WHAT YOU NEED TO DO:
Begin with the line containing "Where can the camouflage" and copy each line exactly through the last line of the entries, inclusive.

AVAILABLE DATA:
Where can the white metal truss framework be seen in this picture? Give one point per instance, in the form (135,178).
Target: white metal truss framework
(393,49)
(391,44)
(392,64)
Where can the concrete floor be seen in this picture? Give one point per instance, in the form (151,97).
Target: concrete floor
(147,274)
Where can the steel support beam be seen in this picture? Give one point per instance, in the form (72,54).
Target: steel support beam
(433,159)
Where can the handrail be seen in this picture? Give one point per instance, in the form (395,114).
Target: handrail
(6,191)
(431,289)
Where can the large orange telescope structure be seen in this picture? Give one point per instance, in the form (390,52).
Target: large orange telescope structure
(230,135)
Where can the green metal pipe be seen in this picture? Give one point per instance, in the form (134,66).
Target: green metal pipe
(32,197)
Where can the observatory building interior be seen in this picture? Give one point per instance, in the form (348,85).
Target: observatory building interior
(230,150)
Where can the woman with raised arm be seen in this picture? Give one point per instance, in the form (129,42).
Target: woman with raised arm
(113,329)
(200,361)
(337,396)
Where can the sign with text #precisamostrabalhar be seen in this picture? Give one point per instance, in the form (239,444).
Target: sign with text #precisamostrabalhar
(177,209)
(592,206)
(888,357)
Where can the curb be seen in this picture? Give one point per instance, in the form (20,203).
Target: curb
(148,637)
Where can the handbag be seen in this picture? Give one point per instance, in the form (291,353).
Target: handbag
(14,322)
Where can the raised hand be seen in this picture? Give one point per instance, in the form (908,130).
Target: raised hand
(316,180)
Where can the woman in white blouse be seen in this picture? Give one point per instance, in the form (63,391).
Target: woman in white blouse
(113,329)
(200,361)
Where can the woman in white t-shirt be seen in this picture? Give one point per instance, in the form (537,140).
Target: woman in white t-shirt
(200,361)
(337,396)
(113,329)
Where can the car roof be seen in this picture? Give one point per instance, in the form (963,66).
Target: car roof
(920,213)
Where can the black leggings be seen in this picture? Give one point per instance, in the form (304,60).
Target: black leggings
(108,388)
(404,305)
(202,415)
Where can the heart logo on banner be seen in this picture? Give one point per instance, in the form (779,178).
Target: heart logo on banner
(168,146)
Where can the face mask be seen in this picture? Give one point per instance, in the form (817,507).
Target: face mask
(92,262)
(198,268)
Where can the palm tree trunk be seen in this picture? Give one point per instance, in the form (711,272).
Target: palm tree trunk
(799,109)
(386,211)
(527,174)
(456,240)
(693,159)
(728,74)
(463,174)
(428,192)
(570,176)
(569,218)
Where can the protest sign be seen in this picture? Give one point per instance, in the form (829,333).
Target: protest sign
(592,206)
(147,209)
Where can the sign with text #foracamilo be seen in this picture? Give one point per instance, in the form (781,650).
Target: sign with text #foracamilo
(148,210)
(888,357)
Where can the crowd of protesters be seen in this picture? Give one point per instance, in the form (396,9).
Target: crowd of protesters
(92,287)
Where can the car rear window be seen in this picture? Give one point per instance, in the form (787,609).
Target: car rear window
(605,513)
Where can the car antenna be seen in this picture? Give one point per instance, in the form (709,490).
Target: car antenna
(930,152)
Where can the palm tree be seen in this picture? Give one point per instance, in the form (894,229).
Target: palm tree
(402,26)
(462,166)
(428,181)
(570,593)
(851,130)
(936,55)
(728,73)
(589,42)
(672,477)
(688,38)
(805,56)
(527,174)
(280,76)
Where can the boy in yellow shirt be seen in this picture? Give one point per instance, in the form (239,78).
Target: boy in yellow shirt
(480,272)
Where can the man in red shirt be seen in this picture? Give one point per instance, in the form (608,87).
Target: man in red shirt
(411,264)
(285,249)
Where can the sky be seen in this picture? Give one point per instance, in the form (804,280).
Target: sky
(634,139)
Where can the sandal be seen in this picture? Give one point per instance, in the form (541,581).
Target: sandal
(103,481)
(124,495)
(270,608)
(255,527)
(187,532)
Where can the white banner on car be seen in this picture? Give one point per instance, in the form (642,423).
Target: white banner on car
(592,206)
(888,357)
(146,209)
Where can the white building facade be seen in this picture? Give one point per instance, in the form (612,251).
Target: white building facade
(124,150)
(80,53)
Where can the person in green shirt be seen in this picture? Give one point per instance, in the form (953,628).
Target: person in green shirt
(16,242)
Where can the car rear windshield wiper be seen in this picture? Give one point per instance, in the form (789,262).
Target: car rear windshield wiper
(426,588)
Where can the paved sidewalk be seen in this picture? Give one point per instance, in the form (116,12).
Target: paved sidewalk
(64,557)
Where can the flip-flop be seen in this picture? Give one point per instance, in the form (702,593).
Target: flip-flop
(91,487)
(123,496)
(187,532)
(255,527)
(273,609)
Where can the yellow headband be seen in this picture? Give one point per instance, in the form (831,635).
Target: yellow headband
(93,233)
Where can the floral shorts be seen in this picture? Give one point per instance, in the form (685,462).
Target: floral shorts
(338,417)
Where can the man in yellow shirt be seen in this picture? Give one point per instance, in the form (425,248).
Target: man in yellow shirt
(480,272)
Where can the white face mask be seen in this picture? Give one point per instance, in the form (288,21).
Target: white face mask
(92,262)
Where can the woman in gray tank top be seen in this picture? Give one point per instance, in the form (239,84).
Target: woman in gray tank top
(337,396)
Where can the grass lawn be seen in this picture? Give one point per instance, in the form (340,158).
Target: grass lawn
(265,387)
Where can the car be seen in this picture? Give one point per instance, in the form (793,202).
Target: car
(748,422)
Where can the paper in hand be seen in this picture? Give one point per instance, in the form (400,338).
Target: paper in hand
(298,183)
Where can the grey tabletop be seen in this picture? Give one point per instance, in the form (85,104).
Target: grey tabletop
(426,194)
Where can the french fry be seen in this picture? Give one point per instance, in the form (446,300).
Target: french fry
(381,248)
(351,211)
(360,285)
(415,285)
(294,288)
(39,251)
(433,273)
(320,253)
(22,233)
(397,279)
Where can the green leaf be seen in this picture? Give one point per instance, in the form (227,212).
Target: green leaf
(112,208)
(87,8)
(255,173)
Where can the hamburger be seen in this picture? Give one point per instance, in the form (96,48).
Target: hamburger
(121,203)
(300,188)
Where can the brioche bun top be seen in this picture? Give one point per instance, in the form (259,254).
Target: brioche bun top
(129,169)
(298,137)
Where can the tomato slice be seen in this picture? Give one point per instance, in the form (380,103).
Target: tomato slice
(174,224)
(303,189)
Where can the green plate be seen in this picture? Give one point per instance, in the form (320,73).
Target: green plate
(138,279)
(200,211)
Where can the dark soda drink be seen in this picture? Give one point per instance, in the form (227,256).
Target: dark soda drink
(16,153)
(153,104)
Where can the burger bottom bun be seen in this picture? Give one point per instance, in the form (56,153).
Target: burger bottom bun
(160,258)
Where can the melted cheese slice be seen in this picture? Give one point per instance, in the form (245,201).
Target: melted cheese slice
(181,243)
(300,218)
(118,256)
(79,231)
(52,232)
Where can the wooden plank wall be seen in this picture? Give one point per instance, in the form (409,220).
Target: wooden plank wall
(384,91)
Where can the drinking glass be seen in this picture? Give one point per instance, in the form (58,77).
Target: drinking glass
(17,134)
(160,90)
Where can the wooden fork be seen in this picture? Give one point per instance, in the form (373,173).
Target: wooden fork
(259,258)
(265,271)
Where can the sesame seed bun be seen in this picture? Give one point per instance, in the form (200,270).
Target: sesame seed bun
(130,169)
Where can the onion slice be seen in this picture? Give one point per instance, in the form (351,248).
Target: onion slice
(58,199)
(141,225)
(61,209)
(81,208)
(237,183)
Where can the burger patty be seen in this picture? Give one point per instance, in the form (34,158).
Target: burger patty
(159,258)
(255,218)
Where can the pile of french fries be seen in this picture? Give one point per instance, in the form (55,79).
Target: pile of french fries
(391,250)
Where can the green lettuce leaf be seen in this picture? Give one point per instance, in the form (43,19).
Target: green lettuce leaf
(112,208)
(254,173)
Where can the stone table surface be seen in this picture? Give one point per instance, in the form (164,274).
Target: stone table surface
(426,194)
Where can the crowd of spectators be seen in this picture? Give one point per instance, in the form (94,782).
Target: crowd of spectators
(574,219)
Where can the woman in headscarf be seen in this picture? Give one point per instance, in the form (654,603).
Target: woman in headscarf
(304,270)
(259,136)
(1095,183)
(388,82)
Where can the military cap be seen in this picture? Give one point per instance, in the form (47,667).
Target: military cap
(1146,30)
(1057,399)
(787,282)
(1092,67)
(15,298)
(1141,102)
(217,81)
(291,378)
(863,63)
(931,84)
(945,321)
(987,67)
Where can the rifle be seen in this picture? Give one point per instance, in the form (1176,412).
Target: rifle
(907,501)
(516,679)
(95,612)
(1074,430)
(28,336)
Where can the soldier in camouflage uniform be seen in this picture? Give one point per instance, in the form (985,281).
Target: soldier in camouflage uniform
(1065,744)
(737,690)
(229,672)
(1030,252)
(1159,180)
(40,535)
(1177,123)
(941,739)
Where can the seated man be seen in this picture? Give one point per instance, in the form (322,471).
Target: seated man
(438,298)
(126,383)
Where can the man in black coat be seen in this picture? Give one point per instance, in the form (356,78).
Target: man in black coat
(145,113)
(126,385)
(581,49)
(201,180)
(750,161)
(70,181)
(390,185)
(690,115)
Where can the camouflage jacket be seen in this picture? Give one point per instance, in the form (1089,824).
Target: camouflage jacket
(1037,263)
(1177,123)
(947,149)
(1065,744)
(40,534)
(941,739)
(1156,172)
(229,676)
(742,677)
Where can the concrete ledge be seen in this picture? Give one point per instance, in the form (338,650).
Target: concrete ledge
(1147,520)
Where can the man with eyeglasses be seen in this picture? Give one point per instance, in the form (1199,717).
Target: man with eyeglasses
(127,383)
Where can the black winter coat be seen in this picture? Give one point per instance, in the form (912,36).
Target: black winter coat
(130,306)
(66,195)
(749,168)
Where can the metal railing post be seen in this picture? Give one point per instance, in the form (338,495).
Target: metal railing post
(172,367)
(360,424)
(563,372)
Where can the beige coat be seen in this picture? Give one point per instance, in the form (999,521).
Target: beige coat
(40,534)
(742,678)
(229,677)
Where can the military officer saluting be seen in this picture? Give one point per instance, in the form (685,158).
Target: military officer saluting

RESULT FOR THIS EXERCISE:
Where can the camouflage jacket be seen in this picture? Give one point per instance, in the form (1089,824).
Target: camouflage jacket
(1037,263)
(1177,123)
(947,149)
(1065,744)
(40,534)
(941,739)
(1156,172)
(229,676)
(742,677)
Where can the concrete ledge be seen in this picture? Give one point per instance, in the form (338,650).
Target: concrete ledge
(1147,520)
Where can the man with eyeglasses be seen in this picture? Give one point per instance, in the form (1199,717).
Target: man with eyeglasses
(127,383)
Where can the black winter coat be seen in this picture? Give one point per instance, in the form (912,36).
Target: black winter coat
(130,306)
(66,195)
(749,168)
Where can the metal railing post be seen in this picture? Give one point per instance, in the form (338,495).
Target: metal railing post
(172,367)
(360,424)
(563,372)
Where can the beige coat be seen in this picture? Give one point per instance, in the form (999,521).
Target: beige coat
(40,534)
(742,678)
(229,677)
Where can the military officer saluting be seen in this picture? Give one point per instance, in the form (685,158).
Target: military officer saluting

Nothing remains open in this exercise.